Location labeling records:
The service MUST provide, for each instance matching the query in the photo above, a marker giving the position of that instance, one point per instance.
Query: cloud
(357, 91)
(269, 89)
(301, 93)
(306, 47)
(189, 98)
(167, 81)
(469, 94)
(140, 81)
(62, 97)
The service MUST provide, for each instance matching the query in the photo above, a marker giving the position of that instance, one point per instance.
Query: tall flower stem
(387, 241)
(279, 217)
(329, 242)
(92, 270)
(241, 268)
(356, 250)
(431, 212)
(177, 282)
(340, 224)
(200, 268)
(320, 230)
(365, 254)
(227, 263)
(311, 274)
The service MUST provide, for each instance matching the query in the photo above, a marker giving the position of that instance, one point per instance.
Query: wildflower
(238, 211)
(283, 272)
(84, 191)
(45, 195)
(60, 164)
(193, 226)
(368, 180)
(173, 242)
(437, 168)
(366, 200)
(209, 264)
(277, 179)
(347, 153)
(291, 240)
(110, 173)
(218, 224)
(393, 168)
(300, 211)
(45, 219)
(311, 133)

JOB - Can you arrange every line of the data above as a numbered list, leaving out any blank lines?

OUTPUT BELOW -
1. The service MUST provide, for each instance matching the query in the photo above, a marker giving the position of that instance, one point per instance.
2. Query: cloud
3. (357, 91)
4. (269, 89)
5. (301, 93)
6. (306, 47)
7. (189, 98)
8. (167, 81)
9. (469, 94)
10. (140, 81)
11. (62, 97)
12. The service MUST provide, for each instance matching the query in the photo above, a marker giving the position of that instance, one point per instance.
13. Query: tall flower stem
14. (387, 241)
15. (279, 217)
16. (329, 242)
17. (92, 270)
18. (241, 268)
19. (356, 250)
20. (431, 212)
21. (177, 282)
22. (340, 224)
23. (200, 268)
24. (320, 230)
25. (365, 254)
26. (227, 263)
27. (311, 274)
28. The service MUST provide, for each instance matching the query in the photo above, a marker giving the position of that instance, one point per instance.
29. Query: wildflower
30. (238, 211)
31. (283, 272)
32. (84, 191)
33. (45, 195)
34. (60, 164)
35. (193, 226)
36. (368, 180)
37. (173, 242)
38. (437, 168)
39. (366, 200)
40. (209, 264)
41. (277, 179)
42. (347, 153)
43. (291, 240)
44. (110, 173)
45. (218, 224)
46. (393, 168)
47. (300, 211)
48. (45, 219)
49. (311, 133)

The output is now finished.